◆ **PASSAGE PROVIDED**
## Start
March 20th, 2012 4 comments

Dupont Proposed Lake Cleanup Plan is Dead – Expanded Plan Required

[Update: Looks like we have a minor victory. Shortly after this post, the Pompton Lakes Planning Board apparently decided NOT to hear the Dupont mining permit application tonight. It is not clear if the applicant Dupont requested that the application be withdrawn and/or removed from the agenda, or whether the Planning Board decided to remove it. Regardless, once an application is listed in a public notice as an agenda item, any decision to revise the agenda should be explained, done in the open, and on the record – not like it was done here, via website notice. Looks like more Dupont dominated inept government in Pompton Lakes.]

A brief update on Dupont Pompton Lakes developments.

Despite the fact that critical review comments by the US Fish and Wildlife Service (USFWS) effectively killed Dupont’s proposed Acid Brook Delta cleanup plan in Pompton Lakes, the Dupont Corporation is still seeking a local soil mining permit for the derailed cleanup plan.

Key USFWS findings as Superfund Natural Resource Trustee:

  • the Service does not believe that the proposed remedial action, as currently planned, will completely address historical releases nor be sufficient to protect against future injury to Federal trust resources from residual contamination originating from the [Dupont] PLW
  • we believe that significant contamination will remain
  • thresholds to evaluate risk to both fish and avian fauna are antiquated and not protective

EPA has considered USFWS comments and strong public criticism and decided to shelve a proposed RCRA permit modification required to implement the Dupont Lake cleanup plan.
## End
◆ **DATA RECORDS**
## Start
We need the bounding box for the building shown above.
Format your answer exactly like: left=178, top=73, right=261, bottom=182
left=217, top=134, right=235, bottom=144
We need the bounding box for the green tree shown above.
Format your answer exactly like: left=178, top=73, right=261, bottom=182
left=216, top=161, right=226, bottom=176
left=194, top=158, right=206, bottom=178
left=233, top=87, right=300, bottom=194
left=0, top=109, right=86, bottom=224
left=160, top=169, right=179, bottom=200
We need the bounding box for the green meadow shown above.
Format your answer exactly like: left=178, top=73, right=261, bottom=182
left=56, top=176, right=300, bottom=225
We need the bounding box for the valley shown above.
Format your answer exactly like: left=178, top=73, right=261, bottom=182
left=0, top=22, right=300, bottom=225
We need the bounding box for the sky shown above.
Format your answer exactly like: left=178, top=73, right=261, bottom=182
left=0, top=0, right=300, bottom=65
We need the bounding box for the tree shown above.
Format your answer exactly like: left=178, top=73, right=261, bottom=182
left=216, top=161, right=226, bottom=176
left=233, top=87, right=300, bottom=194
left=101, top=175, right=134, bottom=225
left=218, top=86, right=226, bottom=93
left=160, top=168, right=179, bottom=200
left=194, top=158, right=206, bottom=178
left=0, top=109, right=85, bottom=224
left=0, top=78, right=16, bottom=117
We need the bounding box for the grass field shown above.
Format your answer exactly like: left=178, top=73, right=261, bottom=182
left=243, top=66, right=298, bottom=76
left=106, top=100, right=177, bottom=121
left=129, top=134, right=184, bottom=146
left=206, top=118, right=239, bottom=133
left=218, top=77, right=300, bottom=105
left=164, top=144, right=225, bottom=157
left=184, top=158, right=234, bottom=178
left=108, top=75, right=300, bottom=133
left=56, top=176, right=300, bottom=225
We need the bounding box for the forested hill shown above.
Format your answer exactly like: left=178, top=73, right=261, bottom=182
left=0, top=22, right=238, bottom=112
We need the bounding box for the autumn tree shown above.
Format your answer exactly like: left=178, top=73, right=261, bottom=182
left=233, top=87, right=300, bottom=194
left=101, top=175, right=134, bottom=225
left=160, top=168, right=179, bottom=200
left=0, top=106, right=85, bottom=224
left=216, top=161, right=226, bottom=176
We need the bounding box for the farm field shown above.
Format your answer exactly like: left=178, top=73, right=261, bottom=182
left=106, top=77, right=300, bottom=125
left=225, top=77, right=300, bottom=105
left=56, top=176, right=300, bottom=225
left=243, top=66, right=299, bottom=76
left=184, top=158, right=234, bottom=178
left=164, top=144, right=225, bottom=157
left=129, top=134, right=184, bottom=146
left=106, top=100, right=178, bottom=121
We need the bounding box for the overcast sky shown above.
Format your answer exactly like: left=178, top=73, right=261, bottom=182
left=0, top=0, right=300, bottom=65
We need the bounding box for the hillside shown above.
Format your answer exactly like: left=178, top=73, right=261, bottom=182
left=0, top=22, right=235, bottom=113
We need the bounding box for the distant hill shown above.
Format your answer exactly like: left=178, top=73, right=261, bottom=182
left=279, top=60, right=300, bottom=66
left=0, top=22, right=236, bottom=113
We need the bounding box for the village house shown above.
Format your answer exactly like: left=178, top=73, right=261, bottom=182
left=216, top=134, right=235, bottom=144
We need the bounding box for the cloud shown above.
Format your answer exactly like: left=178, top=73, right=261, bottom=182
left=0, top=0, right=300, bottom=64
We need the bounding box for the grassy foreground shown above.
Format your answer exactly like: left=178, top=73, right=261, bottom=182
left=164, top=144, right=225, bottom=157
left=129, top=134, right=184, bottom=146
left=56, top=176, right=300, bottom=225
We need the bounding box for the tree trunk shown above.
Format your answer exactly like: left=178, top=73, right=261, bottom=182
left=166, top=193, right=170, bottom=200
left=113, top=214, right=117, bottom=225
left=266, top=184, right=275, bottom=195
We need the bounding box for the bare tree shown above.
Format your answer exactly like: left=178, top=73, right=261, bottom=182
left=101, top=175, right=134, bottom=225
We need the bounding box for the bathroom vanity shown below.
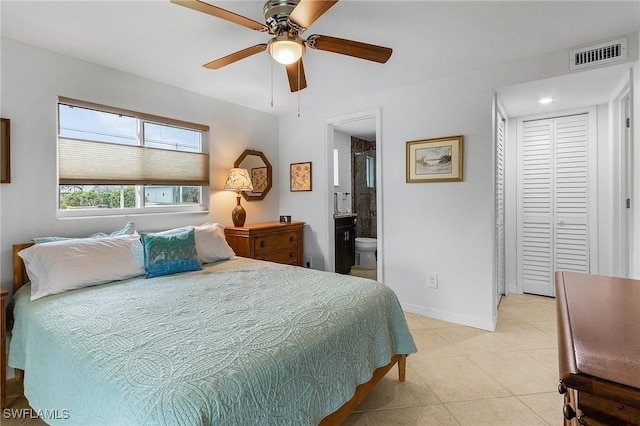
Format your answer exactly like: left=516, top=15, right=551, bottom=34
left=333, top=213, right=356, bottom=274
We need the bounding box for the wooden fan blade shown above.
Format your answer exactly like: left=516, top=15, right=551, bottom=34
left=289, top=0, right=338, bottom=29
left=171, top=0, right=269, bottom=32
left=203, top=43, right=267, bottom=70
left=286, top=58, right=307, bottom=92
left=307, top=34, right=393, bottom=64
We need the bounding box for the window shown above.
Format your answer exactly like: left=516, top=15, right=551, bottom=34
left=58, top=98, right=209, bottom=216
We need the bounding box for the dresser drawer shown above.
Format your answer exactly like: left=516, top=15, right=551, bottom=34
## End
◆ **SET TASKS**
A) In the text on the Dupont lake cleanup, which agency decided to shelve the proposed RCRA permit modification?
B) Transcribe the entries from the line containing "We need the bounding box for the grassy" through the line containing "left=307, top=34, right=393, bottom=64", both lines included, and omit the pictures.
The text and the entries have no connection to each other.

◆ **THE RESULTS**
A) EPA

B)
We need the bounding box for the grassy foreground shown above.
Format your answer exactly like: left=178, top=73, right=261, bottom=182
left=164, top=144, right=225, bottom=157
left=129, top=134, right=184, bottom=146
left=56, top=176, right=300, bottom=225
We need the bounding box for the tree trunk shown above.
Format your answer exactly like: left=178, top=73, right=261, bottom=182
left=166, top=193, right=170, bottom=200
left=113, top=214, right=117, bottom=225
left=266, top=184, right=275, bottom=195
We need the bounding box for the bare tree shown above.
Format your answer exactly like: left=178, top=73, right=261, bottom=182
left=101, top=175, right=134, bottom=225
We need the bounding box for the bathroom vanity shown below.
Format your answer exactly like: left=516, top=15, right=551, bottom=34
left=333, top=213, right=356, bottom=274
We need the bounding box for the wooden fan blade shown above.
Format your answer exactly like: left=516, top=15, right=551, bottom=34
left=289, top=0, right=338, bottom=29
left=171, top=0, right=269, bottom=32
left=203, top=43, right=267, bottom=70
left=286, top=58, right=307, bottom=92
left=307, top=34, right=393, bottom=64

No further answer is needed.